[Opening PROVIDED RECORDS section]
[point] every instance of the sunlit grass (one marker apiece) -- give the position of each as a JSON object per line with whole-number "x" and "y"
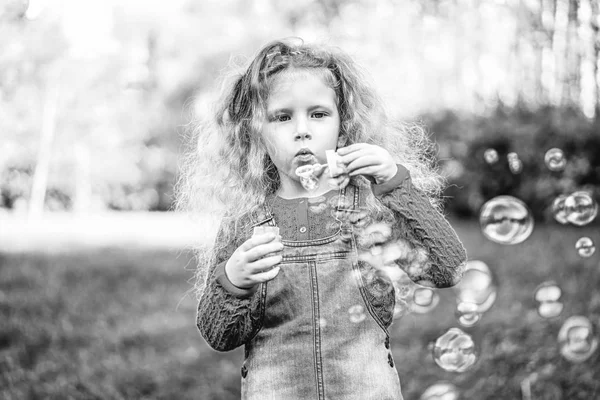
{"x": 120, "y": 324}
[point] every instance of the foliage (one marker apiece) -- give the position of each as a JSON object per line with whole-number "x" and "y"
{"x": 463, "y": 139}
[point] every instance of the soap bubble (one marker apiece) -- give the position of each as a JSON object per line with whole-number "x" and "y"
{"x": 467, "y": 314}
{"x": 548, "y": 294}
{"x": 475, "y": 293}
{"x": 506, "y": 220}
{"x": 555, "y": 159}
{"x": 585, "y": 247}
{"x": 455, "y": 351}
{"x": 424, "y": 300}
{"x": 440, "y": 391}
{"x": 490, "y": 156}
{"x": 357, "y": 313}
{"x": 576, "y": 339}
{"x": 309, "y": 175}
{"x": 581, "y": 209}
{"x": 558, "y": 209}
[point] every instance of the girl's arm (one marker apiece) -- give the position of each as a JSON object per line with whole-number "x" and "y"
{"x": 228, "y": 316}
{"x": 437, "y": 257}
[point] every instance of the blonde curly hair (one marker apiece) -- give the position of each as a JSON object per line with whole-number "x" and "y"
{"x": 227, "y": 172}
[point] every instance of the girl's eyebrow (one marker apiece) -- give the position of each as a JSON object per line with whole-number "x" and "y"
{"x": 289, "y": 110}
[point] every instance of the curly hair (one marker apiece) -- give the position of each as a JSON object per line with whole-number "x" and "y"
{"x": 227, "y": 171}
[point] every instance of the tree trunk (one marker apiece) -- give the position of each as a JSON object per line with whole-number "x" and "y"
{"x": 40, "y": 175}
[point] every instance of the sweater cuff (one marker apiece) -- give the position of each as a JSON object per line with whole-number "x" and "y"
{"x": 389, "y": 186}
{"x": 223, "y": 280}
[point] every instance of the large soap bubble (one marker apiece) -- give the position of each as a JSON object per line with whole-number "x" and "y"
{"x": 555, "y": 159}
{"x": 548, "y": 294}
{"x": 581, "y": 208}
{"x": 440, "y": 391}
{"x": 476, "y": 287}
{"x": 576, "y": 339}
{"x": 585, "y": 247}
{"x": 506, "y": 220}
{"x": 455, "y": 351}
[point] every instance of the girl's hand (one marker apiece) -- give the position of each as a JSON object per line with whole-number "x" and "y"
{"x": 370, "y": 160}
{"x": 246, "y": 267}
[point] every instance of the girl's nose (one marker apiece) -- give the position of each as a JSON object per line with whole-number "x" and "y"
{"x": 302, "y": 132}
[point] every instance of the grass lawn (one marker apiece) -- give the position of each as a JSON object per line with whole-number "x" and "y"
{"x": 120, "y": 324}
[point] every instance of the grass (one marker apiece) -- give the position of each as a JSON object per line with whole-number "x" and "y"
{"x": 119, "y": 324}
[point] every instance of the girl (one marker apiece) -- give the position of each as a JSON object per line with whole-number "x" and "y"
{"x": 307, "y": 295}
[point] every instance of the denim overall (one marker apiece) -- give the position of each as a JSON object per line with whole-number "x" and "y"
{"x": 321, "y": 337}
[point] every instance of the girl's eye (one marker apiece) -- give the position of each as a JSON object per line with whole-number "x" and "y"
{"x": 282, "y": 118}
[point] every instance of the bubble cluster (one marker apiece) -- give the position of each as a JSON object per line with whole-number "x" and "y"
{"x": 514, "y": 163}
{"x": 490, "y": 156}
{"x": 440, "y": 391}
{"x": 455, "y": 351}
{"x": 555, "y": 160}
{"x": 576, "y": 339}
{"x": 357, "y": 313}
{"x": 580, "y": 207}
{"x": 585, "y": 247}
{"x": 309, "y": 175}
{"x": 506, "y": 220}
{"x": 548, "y": 295}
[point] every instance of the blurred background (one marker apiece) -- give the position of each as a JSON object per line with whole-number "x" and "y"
{"x": 96, "y": 270}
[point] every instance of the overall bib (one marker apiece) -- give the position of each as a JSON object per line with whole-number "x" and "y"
{"x": 321, "y": 337}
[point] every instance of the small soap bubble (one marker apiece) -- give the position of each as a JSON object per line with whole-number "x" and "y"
{"x": 581, "y": 208}
{"x": 490, "y": 156}
{"x": 357, "y": 313}
{"x": 477, "y": 287}
{"x": 455, "y": 351}
{"x": 547, "y": 291}
{"x": 558, "y": 209}
{"x": 506, "y": 220}
{"x": 467, "y": 314}
{"x": 585, "y": 247}
{"x": 548, "y": 294}
{"x": 515, "y": 166}
{"x": 576, "y": 339}
{"x": 424, "y": 300}
{"x": 555, "y": 159}
{"x": 440, "y": 391}
{"x": 550, "y": 309}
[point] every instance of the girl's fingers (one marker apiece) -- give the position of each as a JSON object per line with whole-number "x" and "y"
{"x": 256, "y": 240}
{"x": 267, "y": 275}
{"x": 362, "y": 162}
{"x": 342, "y": 151}
{"x": 264, "y": 264}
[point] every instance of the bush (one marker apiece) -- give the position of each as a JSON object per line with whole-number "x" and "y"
{"x": 463, "y": 139}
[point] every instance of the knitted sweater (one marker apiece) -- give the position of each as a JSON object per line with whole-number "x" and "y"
{"x": 229, "y": 316}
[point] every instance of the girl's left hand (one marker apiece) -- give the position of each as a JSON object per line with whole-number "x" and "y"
{"x": 370, "y": 160}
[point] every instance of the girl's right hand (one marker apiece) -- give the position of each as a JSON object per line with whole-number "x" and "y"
{"x": 246, "y": 267}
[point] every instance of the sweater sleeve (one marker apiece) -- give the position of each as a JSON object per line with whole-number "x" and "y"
{"x": 228, "y": 316}
{"x": 435, "y": 256}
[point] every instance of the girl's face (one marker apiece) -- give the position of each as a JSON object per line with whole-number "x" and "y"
{"x": 302, "y": 122}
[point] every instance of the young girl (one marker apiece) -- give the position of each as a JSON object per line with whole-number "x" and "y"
{"x": 297, "y": 274}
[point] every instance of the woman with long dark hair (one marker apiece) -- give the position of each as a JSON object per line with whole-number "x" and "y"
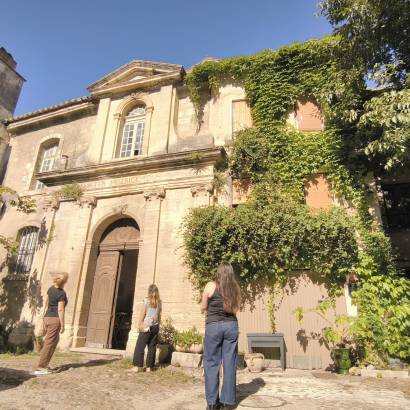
{"x": 149, "y": 320}
{"x": 221, "y": 302}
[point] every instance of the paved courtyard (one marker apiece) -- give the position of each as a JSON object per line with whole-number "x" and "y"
{"x": 89, "y": 382}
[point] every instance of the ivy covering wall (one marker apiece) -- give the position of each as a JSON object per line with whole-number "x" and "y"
{"x": 274, "y": 233}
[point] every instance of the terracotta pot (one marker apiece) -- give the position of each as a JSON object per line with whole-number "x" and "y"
{"x": 196, "y": 348}
{"x": 162, "y": 353}
{"x": 255, "y": 362}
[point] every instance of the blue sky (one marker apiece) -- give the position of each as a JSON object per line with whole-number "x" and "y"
{"x": 63, "y": 46}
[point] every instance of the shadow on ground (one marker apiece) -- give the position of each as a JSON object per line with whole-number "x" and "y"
{"x": 90, "y": 363}
{"x": 10, "y": 378}
{"x": 244, "y": 390}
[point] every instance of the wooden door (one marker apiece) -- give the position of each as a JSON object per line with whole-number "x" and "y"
{"x": 102, "y": 299}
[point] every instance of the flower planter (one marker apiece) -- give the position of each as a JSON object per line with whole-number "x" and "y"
{"x": 255, "y": 362}
{"x": 181, "y": 348}
{"x": 341, "y": 357}
{"x": 163, "y": 353}
{"x": 196, "y": 348}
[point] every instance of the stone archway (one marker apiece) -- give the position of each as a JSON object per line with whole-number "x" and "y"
{"x": 115, "y": 268}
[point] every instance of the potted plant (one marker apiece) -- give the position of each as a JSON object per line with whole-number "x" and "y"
{"x": 255, "y": 362}
{"x": 336, "y": 335}
{"x": 165, "y": 340}
{"x": 188, "y": 341}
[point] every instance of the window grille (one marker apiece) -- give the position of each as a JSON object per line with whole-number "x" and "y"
{"x": 133, "y": 133}
{"x": 27, "y": 247}
{"x": 47, "y": 162}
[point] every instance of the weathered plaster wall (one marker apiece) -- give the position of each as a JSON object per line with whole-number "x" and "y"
{"x": 74, "y": 136}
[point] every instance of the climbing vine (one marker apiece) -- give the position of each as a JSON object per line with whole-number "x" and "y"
{"x": 274, "y": 233}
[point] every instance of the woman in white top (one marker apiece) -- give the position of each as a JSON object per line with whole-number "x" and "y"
{"x": 148, "y": 326}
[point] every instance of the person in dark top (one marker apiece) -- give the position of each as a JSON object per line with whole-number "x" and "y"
{"x": 221, "y": 302}
{"x": 54, "y": 308}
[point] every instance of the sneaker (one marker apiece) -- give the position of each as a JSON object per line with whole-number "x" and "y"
{"x": 137, "y": 369}
{"x": 41, "y": 372}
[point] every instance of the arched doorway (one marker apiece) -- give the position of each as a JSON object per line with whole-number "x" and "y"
{"x": 109, "y": 318}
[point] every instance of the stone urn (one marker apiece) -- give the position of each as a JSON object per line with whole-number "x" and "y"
{"x": 163, "y": 352}
{"x": 255, "y": 362}
{"x": 341, "y": 357}
{"x": 181, "y": 348}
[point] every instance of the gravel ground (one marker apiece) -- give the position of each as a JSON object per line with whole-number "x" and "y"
{"x": 90, "y": 382}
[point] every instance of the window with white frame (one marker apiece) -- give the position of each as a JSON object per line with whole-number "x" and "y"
{"x": 48, "y": 157}
{"x": 133, "y": 133}
{"x": 27, "y": 239}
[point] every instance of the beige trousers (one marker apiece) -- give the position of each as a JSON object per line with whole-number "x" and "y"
{"x": 52, "y": 326}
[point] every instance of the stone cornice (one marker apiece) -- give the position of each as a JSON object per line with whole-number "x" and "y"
{"x": 50, "y": 113}
{"x": 136, "y": 84}
{"x": 133, "y": 166}
{"x": 150, "y": 67}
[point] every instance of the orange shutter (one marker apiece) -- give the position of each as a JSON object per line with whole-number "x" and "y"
{"x": 317, "y": 191}
{"x": 241, "y": 115}
{"x": 308, "y": 116}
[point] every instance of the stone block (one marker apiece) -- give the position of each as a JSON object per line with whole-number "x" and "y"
{"x": 191, "y": 360}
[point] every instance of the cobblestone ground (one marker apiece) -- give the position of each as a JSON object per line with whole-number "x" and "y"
{"x": 89, "y": 382}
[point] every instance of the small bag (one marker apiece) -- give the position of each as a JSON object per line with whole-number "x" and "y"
{"x": 40, "y": 328}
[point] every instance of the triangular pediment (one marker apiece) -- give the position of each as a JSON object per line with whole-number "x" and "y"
{"x": 135, "y": 74}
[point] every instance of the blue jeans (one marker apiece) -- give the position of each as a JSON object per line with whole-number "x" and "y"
{"x": 220, "y": 346}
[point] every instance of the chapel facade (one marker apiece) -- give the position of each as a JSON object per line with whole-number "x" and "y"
{"x": 141, "y": 159}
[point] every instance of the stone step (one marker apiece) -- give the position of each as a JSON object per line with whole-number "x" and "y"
{"x": 99, "y": 351}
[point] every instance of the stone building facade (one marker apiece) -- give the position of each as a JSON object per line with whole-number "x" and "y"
{"x": 136, "y": 150}
{"x": 11, "y": 83}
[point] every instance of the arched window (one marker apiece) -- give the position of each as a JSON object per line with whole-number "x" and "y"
{"x": 46, "y": 160}
{"x": 132, "y": 135}
{"x": 27, "y": 239}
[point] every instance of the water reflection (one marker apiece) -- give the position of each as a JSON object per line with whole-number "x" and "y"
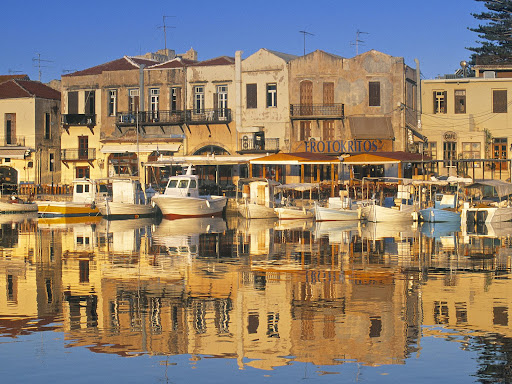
{"x": 263, "y": 292}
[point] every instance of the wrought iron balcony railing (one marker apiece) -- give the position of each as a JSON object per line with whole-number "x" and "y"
{"x": 78, "y": 154}
{"x": 18, "y": 141}
{"x": 248, "y": 144}
{"x": 317, "y": 110}
{"x": 79, "y": 119}
{"x": 201, "y": 116}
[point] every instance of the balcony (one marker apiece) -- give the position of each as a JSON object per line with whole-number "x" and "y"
{"x": 78, "y": 154}
{"x": 150, "y": 118}
{"x": 159, "y": 118}
{"x": 257, "y": 145}
{"x": 78, "y": 119}
{"x": 317, "y": 111}
{"x": 18, "y": 141}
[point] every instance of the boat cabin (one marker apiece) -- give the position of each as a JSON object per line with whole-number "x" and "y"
{"x": 186, "y": 185}
{"x": 86, "y": 191}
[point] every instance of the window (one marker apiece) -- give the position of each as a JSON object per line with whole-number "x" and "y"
{"x": 81, "y": 172}
{"x": 430, "y": 150}
{"x": 10, "y": 128}
{"x": 449, "y": 153}
{"x": 271, "y": 95}
{"x": 222, "y": 100}
{"x": 471, "y": 151}
{"x": 439, "y": 101}
{"x": 328, "y": 130}
{"x": 72, "y": 103}
{"x": 90, "y": 102}
{"x": 199, "y": 99}
{"x": 154, "y": 100}
{"x": 499, "y": 101}
{"x": 133, "y": 100}
{"x": 374, "y": 93}
{"x": 112, "y": 102}
{"x": 175, "y": 99}
{"x": 51, "y": 165}
{"x": 47, "y": 126}
{"x": 305, "y": 130}
{"x": 252, "y": 96}
{"x": 460, "y": 101}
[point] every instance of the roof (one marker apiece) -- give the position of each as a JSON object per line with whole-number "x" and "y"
{"x": 285, "y": 56}
{"x": 13, "y": 89}
{"x": 11, "y": 77}
{"x": 295, "y": 158}
{"x": 221, "y": 60}
{"x": 124, "y": 64}
{"x": 384, "y": 158}
{"x": 371, "y": 127}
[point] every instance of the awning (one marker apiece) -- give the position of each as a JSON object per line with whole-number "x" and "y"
{"x": 13, "y": 153}
{"x": 142, "y": 147}
{"x": 362, "y": 127}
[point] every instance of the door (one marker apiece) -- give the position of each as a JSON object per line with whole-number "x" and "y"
{"x": 306, "y": 98}
{"x": 499, "y": 149}
{"x": 83, "y": 147}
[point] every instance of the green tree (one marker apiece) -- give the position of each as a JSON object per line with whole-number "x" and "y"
{"x": 496, "y": 33}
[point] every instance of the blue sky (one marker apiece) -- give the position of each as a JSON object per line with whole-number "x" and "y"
{"x": 77, "y": 35}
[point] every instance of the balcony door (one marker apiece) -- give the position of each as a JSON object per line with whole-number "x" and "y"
{"x": 83, "y": 147}
{"x": 306, "y": 98}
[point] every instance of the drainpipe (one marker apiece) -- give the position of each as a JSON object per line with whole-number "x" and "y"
{"x": 238, "y": 93}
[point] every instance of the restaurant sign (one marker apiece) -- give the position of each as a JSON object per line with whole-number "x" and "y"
{"x": 345, "y": 146}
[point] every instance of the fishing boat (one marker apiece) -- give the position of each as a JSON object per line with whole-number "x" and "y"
{"x": 128, "y": 200}
{"x": 181, "y": 199}
{"x": 14, "y": 204}
{"x": 489, "y": 202}
{"x": 444, "y": 209}
{"x": 86, "y": 195}
{"x": 256, "y": 198}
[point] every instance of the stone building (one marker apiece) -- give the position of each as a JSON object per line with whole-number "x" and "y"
{"x": 29, "y": 138}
[Closing PROVIDED RECORDS section]
The answer is to be the lines from the one holding "[point] every instance of the drainpipe" through the end of the data above, transcribed character for character, both ends included.

RESULT OF THE TASK
[point] every instance of the drainpipe (one marker apiece) -- give the position of each as a JSON object per line with whole-number "x" and "y"
{"x": 238, "y": 93}
[point] every instance of the restaurant sign (one marker apiece) -- give the position of each as a JSON object per line with whole-number "x" and "y"
{"x": 345, "y": 146}
[point] every instance of the fishing boat (one marker apiece) -- give the position of each as a JSON object per line with whole-number "x" and "y"
{"x": 128, "y": 200}
{"x": 181, "y": 199}
{"x": 14, "y": 204}
{"x": 489, "y": 202}
{"x": 444, "y": 209}
{"x": 86, "y": 195}
{"x": 256, "y": 198}
[point] every instance of the stone building (one marker apiece) -- give the position of each as a JSON object per line with whole-number "x" and "y"
{"x": 29, "y": 138}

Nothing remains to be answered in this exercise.